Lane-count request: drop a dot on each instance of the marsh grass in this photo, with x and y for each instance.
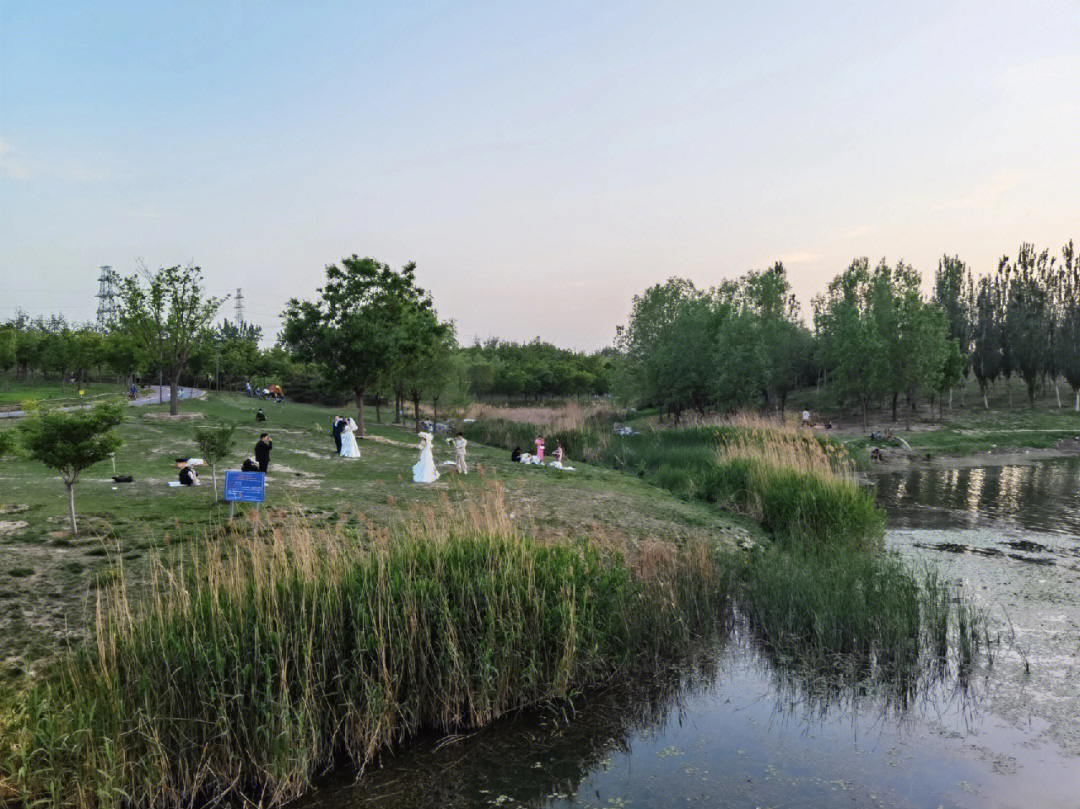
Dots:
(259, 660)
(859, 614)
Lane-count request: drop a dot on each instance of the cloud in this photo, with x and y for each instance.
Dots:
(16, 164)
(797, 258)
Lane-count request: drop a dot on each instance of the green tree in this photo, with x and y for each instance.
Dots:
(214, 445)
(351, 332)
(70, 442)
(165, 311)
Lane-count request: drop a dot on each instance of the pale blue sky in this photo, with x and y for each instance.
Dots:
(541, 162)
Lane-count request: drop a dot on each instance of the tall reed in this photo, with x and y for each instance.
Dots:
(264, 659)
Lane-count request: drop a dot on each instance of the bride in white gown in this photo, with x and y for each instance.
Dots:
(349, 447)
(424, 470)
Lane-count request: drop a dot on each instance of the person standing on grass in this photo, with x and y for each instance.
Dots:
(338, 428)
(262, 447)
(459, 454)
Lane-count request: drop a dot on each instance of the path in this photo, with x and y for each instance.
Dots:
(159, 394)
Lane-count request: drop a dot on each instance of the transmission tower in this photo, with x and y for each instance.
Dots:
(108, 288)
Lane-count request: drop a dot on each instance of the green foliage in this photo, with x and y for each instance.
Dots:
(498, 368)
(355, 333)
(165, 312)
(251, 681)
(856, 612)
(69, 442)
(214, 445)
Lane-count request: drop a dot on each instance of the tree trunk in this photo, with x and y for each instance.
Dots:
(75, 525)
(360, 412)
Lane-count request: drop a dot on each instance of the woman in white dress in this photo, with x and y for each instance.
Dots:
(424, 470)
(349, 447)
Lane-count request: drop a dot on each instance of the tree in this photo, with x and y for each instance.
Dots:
========
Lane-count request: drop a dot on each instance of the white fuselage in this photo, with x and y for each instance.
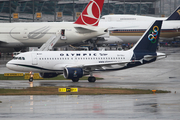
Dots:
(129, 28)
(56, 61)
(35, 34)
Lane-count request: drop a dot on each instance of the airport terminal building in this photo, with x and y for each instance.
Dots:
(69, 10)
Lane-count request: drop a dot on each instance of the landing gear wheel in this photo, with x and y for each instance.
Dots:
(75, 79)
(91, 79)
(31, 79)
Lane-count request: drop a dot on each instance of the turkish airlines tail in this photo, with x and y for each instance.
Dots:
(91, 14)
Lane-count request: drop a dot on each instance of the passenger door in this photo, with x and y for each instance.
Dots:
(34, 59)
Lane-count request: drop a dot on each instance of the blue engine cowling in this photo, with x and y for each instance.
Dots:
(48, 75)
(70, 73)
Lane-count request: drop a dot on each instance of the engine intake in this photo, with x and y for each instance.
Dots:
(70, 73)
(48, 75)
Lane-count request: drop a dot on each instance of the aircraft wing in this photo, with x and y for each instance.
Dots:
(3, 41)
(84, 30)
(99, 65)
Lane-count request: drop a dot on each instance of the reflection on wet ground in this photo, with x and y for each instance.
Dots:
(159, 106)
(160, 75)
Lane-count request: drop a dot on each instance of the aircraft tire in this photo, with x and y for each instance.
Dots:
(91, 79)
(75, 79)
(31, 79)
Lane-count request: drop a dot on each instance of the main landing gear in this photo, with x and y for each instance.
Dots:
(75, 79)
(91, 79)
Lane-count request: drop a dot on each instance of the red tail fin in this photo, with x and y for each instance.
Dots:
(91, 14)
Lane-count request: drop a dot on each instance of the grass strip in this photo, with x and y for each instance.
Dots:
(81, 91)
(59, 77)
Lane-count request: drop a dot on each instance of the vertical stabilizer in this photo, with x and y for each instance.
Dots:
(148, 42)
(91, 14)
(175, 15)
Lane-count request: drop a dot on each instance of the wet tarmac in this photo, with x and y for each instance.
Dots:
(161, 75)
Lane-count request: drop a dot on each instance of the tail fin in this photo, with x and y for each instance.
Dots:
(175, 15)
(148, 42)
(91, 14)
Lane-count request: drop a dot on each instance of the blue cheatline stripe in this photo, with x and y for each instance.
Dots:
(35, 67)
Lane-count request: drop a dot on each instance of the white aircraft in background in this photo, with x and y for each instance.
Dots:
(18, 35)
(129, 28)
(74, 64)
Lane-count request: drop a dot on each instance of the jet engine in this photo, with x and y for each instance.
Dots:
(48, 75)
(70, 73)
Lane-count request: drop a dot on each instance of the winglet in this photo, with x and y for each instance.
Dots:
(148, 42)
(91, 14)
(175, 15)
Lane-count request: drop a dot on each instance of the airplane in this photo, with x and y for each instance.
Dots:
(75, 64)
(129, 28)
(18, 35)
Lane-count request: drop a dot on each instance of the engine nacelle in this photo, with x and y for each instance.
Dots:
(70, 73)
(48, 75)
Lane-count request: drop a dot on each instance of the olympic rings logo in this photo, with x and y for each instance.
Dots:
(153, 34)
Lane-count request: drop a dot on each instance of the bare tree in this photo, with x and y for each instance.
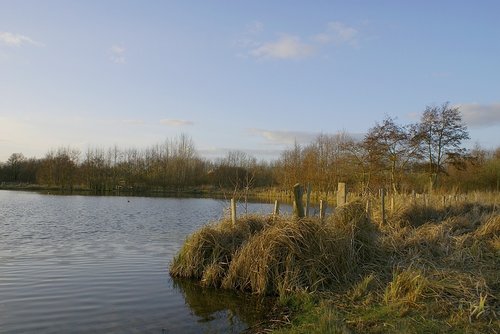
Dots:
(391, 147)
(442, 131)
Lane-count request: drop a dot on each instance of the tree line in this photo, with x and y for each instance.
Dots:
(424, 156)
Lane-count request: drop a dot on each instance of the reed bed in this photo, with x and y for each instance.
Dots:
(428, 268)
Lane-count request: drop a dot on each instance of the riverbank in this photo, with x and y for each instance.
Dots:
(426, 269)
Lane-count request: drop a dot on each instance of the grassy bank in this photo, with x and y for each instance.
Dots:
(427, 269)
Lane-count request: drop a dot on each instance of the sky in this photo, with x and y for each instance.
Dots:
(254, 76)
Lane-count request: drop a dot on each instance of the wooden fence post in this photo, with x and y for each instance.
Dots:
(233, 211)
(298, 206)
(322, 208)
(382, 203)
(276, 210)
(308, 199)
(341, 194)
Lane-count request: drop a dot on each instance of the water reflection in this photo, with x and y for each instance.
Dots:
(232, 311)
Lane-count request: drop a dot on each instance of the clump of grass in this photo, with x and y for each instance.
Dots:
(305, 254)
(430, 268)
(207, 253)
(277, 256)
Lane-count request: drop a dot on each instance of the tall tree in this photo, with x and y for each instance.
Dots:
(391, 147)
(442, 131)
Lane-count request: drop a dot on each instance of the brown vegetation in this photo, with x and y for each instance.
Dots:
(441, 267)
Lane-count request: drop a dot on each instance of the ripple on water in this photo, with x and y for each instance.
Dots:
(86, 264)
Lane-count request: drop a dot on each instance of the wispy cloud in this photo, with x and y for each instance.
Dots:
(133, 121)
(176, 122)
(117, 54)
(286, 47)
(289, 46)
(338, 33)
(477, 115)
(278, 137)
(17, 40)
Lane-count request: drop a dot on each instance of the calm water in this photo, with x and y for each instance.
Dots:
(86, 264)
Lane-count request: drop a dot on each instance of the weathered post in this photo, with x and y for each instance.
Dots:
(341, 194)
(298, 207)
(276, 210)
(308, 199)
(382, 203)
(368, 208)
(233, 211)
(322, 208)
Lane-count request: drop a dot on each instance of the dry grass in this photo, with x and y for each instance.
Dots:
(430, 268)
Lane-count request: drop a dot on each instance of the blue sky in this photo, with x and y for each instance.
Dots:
========
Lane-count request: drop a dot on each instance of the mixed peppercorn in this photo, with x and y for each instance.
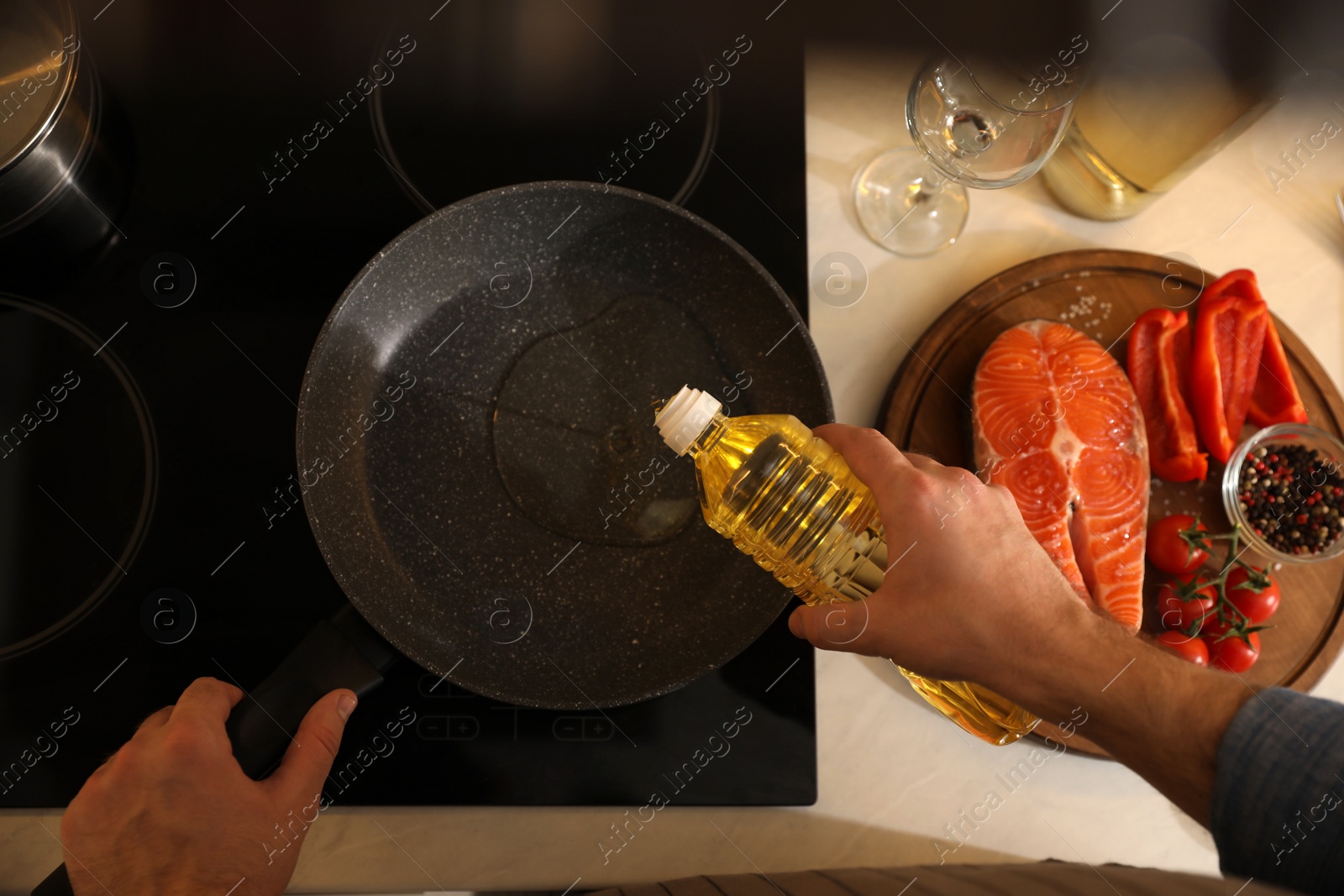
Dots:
========
TO BE DONE: Locate every line in the rows above that contains the word "landing", and copy each of those lines. Case counts.

RESPONSE FOR THIS EXERCISE:
Lane-count request: drop a dot on each instance of the landing gear wheel in this photo, with x and y for each instance.
Lane-count request: drop a dot on each instance of the main landing gear in this photo, with x and y for each instance.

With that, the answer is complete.